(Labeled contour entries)
++++++++++++++++++++
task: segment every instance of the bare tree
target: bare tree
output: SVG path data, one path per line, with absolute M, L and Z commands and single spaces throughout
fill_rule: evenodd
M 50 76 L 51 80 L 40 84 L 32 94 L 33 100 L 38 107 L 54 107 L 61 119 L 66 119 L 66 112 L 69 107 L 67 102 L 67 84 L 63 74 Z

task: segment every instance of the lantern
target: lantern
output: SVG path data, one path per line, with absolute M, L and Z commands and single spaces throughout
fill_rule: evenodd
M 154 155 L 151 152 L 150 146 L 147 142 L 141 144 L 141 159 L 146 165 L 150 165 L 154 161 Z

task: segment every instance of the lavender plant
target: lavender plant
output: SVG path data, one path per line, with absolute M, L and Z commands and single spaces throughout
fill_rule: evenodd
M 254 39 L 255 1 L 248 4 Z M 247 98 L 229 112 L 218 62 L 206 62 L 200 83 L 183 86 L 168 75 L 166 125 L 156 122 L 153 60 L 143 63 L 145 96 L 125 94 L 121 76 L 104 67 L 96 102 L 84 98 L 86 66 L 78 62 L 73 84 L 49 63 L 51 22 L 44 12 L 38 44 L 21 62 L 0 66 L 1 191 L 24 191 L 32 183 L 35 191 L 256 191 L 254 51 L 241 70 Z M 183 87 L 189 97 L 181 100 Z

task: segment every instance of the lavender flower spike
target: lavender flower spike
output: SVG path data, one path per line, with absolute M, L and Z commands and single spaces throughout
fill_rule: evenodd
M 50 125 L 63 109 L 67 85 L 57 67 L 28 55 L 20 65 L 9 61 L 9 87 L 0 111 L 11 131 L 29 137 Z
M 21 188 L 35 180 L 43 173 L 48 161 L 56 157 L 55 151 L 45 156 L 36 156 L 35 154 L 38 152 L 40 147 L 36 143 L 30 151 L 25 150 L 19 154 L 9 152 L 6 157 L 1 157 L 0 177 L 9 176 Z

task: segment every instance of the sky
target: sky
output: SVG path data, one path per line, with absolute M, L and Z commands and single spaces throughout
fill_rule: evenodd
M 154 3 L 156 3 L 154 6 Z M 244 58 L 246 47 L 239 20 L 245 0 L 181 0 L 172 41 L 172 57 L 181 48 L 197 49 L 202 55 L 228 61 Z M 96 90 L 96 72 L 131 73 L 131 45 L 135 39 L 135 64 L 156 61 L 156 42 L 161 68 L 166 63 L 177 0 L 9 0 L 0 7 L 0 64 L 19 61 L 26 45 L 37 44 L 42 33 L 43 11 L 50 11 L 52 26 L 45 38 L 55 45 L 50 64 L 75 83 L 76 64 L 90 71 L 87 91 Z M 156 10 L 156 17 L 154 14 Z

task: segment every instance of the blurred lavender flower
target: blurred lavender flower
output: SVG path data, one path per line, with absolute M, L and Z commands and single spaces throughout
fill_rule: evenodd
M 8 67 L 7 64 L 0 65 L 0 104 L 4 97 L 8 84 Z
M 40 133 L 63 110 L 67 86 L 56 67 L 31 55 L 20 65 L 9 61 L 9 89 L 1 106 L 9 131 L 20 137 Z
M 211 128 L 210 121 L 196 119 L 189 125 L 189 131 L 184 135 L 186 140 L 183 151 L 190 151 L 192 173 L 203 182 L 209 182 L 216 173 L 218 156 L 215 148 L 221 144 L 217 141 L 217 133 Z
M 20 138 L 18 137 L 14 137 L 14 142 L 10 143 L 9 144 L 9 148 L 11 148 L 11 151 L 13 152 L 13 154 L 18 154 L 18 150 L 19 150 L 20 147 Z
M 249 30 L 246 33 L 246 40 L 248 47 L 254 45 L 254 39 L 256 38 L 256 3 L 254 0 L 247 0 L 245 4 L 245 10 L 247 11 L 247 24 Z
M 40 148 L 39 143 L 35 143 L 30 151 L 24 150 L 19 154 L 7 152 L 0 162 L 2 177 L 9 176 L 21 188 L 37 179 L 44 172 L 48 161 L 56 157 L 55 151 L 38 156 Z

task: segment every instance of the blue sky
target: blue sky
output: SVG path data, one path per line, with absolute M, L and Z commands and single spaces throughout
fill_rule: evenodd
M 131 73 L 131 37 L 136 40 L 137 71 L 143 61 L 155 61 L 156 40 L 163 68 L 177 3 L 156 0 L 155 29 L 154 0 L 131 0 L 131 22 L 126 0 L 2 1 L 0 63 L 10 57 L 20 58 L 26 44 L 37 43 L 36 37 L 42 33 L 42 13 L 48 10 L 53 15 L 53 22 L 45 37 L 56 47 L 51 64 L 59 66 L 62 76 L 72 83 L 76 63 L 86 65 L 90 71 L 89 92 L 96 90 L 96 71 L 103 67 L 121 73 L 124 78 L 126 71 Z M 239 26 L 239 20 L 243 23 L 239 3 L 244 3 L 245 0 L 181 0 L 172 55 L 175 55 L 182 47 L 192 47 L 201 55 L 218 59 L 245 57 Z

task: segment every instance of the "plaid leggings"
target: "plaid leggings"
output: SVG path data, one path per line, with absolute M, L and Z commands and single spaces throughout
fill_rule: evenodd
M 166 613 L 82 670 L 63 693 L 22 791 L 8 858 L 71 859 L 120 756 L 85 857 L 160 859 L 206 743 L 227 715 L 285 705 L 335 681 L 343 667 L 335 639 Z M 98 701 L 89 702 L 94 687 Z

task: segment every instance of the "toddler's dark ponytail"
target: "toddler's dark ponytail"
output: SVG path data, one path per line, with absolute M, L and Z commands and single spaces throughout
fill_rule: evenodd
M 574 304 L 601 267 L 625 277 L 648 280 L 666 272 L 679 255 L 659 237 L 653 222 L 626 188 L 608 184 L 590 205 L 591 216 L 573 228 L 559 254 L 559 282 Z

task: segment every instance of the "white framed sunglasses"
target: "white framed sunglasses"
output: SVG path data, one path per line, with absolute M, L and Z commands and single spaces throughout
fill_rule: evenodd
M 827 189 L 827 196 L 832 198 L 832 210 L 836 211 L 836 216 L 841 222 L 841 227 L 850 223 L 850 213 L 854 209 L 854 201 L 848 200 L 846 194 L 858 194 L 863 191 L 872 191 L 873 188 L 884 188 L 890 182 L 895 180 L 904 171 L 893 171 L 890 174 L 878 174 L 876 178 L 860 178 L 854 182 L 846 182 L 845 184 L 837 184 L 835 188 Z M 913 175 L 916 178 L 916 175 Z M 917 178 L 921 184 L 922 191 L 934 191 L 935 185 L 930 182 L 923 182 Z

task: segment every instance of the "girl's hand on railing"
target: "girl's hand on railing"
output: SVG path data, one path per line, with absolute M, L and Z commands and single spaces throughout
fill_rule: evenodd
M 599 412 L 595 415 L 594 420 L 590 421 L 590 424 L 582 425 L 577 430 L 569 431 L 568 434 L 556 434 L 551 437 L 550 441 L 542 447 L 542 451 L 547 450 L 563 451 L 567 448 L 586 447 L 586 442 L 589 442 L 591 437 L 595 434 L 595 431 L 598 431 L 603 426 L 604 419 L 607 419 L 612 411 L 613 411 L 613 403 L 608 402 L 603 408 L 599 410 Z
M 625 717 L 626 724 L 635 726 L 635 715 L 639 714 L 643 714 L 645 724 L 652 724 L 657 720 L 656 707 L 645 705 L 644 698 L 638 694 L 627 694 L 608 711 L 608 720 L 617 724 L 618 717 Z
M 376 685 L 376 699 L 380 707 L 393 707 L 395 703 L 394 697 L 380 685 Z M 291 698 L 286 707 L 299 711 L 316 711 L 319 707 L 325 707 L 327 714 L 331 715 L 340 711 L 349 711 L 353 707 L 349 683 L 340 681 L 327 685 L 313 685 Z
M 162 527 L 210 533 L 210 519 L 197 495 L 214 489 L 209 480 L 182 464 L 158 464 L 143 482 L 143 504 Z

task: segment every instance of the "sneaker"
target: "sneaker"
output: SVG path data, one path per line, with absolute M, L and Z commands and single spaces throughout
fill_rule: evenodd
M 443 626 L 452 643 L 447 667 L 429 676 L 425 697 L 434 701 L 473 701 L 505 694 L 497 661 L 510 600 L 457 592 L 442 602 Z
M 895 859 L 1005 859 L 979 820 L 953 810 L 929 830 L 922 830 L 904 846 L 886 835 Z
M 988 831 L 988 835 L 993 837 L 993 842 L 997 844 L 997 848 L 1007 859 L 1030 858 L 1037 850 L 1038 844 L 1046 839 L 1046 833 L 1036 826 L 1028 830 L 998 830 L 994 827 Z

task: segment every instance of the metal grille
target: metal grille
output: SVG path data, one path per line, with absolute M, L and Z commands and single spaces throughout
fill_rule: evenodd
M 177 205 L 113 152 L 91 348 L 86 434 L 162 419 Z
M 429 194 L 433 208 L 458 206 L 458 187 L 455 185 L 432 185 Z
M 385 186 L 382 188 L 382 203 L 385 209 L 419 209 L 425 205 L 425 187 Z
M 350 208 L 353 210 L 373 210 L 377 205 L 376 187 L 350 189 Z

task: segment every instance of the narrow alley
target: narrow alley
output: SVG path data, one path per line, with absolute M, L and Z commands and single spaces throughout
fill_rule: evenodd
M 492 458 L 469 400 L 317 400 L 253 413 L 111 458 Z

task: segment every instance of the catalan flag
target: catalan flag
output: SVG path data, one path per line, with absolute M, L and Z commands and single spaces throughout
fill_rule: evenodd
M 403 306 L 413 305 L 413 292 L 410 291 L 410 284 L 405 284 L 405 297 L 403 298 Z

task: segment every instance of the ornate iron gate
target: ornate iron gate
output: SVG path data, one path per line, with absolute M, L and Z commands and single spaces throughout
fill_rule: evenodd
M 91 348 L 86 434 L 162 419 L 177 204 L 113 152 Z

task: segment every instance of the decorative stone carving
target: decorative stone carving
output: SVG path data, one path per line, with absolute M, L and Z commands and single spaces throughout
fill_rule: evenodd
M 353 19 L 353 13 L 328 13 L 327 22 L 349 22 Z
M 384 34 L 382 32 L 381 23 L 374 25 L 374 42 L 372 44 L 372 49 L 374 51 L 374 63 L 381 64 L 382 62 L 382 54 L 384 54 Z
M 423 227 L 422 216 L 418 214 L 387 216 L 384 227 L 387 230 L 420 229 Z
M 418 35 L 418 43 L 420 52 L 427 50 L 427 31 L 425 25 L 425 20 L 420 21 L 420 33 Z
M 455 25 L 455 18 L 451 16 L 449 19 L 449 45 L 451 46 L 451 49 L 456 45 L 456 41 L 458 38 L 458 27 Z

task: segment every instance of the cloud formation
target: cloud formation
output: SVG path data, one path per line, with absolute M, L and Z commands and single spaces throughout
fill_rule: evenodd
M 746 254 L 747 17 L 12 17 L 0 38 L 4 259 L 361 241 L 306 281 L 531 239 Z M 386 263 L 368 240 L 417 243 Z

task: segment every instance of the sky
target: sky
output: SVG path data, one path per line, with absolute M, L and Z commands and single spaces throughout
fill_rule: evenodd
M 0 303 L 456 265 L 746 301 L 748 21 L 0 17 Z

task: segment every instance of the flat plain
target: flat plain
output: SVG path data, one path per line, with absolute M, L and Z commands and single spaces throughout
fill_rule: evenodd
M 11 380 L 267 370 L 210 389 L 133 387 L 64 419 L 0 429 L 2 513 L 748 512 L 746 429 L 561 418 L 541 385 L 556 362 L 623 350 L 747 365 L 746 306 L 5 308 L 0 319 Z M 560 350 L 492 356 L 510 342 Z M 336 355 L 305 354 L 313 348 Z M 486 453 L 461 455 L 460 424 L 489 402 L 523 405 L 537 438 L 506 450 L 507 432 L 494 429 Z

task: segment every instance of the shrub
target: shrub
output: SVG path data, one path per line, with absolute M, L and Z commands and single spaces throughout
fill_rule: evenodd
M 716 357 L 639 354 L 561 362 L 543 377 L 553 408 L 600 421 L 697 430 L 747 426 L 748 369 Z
++++++++++++++++++++
▶ EXERCISE PROMPT
Rewrite the records starting at the line containing "task: segment every instance of the blurred" and ending at the line containing "M 40 148 L 39", both ends included, with every coordinate in the answer paths multiplied by 0.65 and rounded to a whole number, halves going up. Give only those lines.

▶ TASK ANSWER
task: segment every instance of the blurred lavender flower
target: blurred lavender flower
output: SVG path data, one path per line, with absolute M, L and Z commands and single spaces throughout
fill_rule: evenodd
M 5 44 L 5 42 L 0 42 L 0 68 L 3 63 L 5 55 Z
M 26 86 L 41 72 L 44 56 L 36 44 L 20 36 L 13 42 L 6 40 L 6 58 L 1 69 L 6 85 L 13 89 Z
M 137 83 L 137 79 L 127 77 L 123 81 L 123 85 L 120 88 L 121 91 L 119 98 L 124 98 L 125 112 L 132 118 L 136 118 L 140 112 L 142 101 L 140 96 L 144 94 L 141 92 L 141 86 Z
M 13 90 L 12 89 L 9 89 L 9 92 L 7 93 L 6 94 L 6 96 L 7 96 L 7 98 L 8 99 L 8 100 L 12 100 L 12 98 L 12 98 L 13 96 Z
M 162 20 L 160 21 L 160 26 L 161 31 L 165 29 L 165 25 L 166 25 L 166 2 L 165 0 L 161 0 L 159 3 L 159 7 L 161 7 L 161 16 Z
M 26 96 L 25 93 L 23 93 L 20 98 L 16 98 L 12 100 L 5 99 L 0 105 L 1 115 L 6 114 L 14 122 L 24 116 L 29 112 L 31 105 L 36 102 L 36 98 L 25 101 Z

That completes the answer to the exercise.